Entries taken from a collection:
BEGIN

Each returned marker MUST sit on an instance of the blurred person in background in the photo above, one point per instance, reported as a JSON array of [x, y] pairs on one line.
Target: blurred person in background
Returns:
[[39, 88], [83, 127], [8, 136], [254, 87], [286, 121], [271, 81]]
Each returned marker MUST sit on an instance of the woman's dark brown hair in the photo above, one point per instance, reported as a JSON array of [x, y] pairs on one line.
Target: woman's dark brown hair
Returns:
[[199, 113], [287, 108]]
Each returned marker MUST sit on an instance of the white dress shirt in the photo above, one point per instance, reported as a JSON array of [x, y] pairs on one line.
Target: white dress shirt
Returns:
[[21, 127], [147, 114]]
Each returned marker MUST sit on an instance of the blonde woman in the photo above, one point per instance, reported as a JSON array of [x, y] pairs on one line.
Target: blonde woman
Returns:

END

#### Description of the task:
Find the word "blurred" in the entries, then copy out every line that has it.

#### Answer:
Each returned marker MUST sit on an instance of the blurred person in background in the photo above, one point per instance, reported as a JSON array of [x, y] pairs on one line.
Target: blurred person in background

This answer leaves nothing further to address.